# Job:
Render the rows below as a Markdown table with two columns, Line and Content, numbering each non-blank line in order. Omit the pictures.
+---+
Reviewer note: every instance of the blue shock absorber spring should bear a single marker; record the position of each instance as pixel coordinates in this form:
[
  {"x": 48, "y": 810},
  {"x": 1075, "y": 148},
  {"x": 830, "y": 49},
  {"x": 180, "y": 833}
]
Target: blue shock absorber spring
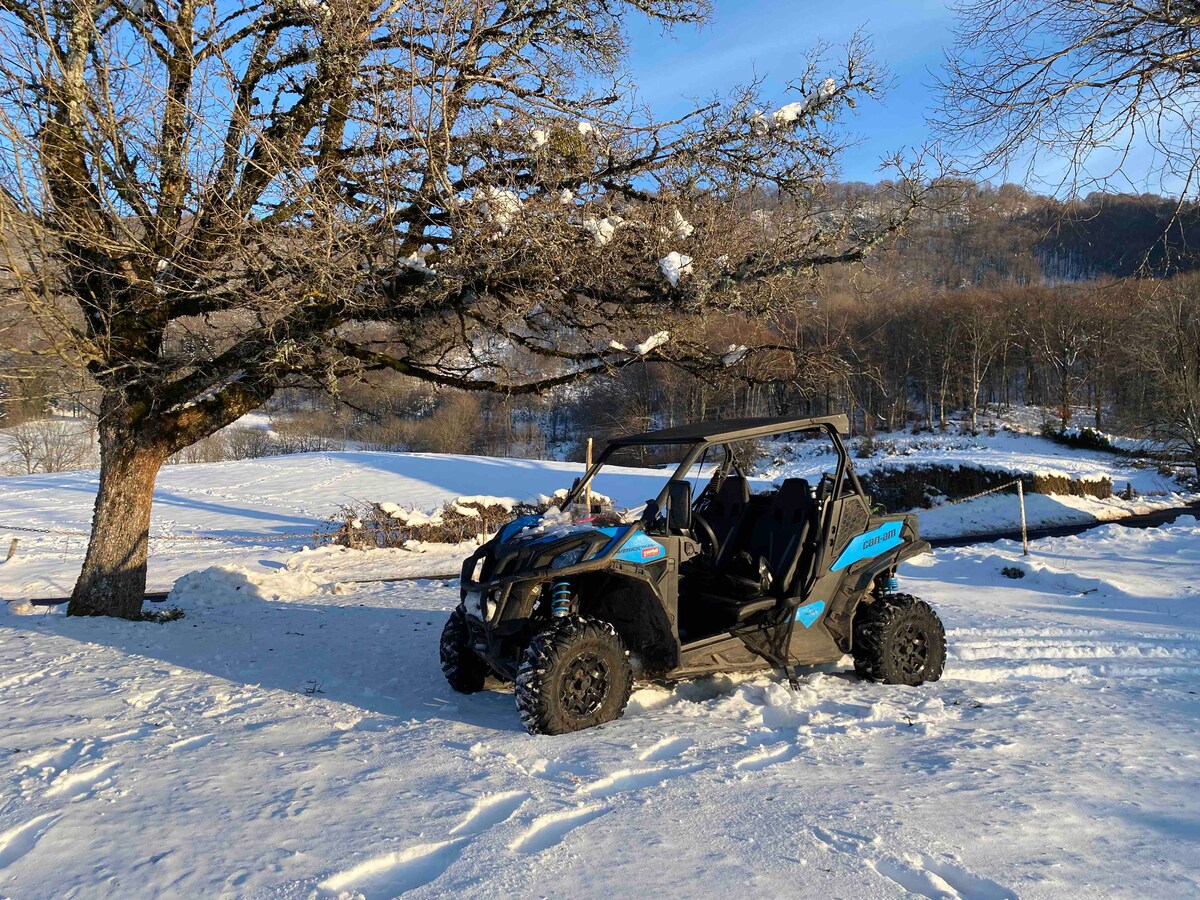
+---+
# Written answer:
| Line | Content |
|---|---|
| 1 | Reviewer note: every instance of the blue shock absorber spring should bear a single marker; record the position of each instance as pixel coordinates in this form: |
| 2 | [ |
| 3 |   {"x": 48, "y": 810}, |
| 4 |   {"x": 1075, "y": 148}, |
| 5 |   {"x": 830, "y": 49}, |
| 6 |   {"x": 180, "y": 833} |
| 7 | ] |
| 8 | Target: blue shock absorber spring |